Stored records
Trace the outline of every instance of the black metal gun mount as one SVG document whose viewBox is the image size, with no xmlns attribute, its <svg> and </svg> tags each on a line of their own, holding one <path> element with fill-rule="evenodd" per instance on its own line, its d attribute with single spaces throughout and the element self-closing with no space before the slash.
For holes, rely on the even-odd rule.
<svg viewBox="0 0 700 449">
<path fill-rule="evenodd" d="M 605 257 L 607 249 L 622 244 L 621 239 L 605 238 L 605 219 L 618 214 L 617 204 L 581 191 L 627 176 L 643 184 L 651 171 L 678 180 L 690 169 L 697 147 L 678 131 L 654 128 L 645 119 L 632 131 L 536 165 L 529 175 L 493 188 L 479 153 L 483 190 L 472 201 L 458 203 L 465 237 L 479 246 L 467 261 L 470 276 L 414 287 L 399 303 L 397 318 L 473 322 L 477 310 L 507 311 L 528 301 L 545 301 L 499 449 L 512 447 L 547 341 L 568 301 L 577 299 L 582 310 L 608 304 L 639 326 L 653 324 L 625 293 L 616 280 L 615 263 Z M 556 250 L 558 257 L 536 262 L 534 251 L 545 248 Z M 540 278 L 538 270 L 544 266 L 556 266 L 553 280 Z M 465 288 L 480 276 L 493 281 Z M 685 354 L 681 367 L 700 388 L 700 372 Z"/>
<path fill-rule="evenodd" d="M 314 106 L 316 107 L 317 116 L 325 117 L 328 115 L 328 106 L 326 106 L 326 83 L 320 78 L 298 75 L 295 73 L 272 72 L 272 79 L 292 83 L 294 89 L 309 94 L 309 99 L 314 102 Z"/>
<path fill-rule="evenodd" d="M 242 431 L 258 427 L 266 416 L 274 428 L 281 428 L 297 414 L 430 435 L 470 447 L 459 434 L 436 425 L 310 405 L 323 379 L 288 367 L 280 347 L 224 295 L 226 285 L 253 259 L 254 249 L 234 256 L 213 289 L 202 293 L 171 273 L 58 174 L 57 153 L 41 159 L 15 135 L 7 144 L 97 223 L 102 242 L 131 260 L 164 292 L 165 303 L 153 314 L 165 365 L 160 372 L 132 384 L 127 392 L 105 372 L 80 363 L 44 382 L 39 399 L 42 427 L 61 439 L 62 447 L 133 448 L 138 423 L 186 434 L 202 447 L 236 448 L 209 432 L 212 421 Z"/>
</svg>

Exercise prompt -
Arrange the rows above as a two-column CSV with the header columns "prompt" and "completion". Give one line per row, and put each row's text and its answer each in a single quoted field with line breaks turned into spaces.

Response to this exercise -
prompt,completion
"Trace the outline of every instance of the black metal gun mount as one SVG document whose viewBox is the image size, with no xmlns attribute, its <svg> and </svg> tags each on a line of their own, holding one <path> element with fill-rule=""evenodd"" per instance on its own line, its d attribute with single spaces throughout and the element self-closing with no space before the slash. For holes, rely on the even-odd rule.","<svg viewBox=""0 0 700 449""> <path fill-rule=""evenodd"" d=""M 605 257 L 607 249 L 622 244 L 621 239 L 605 238 L 605 219 L 618 214 L 617 204 L 581 191 L 627 176 L 643 184 L 651 171 L 678 180 L 690 169 L 697 147 L 678 131 L 654 128 L 645 119 L 632 131 L 536 165 L 529 175 L 493 188 L 479 153 L 483 190 L 472 201 L 458 203 L 465 237 L 479 246 L 467 261 L 470 276 L 414 287 L 399 303 L 397 318 L 473 322 L 477 310 L 507 311 L 528 301 L 545 301 L 499 449 L 512 447 L 547 341 L 568 301 L 577 299 L 582 310 L 608 304 L 639 326 L 653 324 L 625 293 L 616 280 L 615 263 Z M 556 250 L 558 257 L 536 262 L 534 251 L 545 248 Z M 540 278 L 538 270 L 544 266 L 556 266 L 553 280 Z M 465 288 L 480 276 L 493 281 Z M 685 354 L 681 367 L 700 388 L 700 372 Z""/> <path fill-rule=""evenodd"" d=""M 314 106 L 316 107 L 317 116 L 325 117 L 328 115 L 328 106 L 326 106 L 326 83 L 320 78 L 298 75 L 295 73 L 272 72 L 272 79 L 292 83 L 294 89 L 309 94 L 309 99 L 314 102 Z""/> <path fill-rule=""evenodd"" d=""M 242 431 L 258 427 L 266 416 L 274 428 L 281 428 L 297 414 L 430 435 L 470 447 L 459 434 L 436 425 L 310 405 L 323 379 L 288 367 L 280 347 L 224 295 L 226 285 L 253 259 L 254 249 L 234 256 L 213 289 L 202 293 L 171 273 L 58 174 L 57 153 L 41 159 L 15 135 L 7 144 L 97 223 L 102 242 L 131 260 L 164 292 L 165 303 L 153 314 L 165 365 L 160 372 L 132 384 L 127 392 L 105 372 L 80 363 L 44 382 L 39 399 L 42 427 L 61 439 L 62 447 L 133 448 L 138 423 L 186 434 L 202 447 L 236 448 L 209 432 L 212 421 Z""/> </svg>"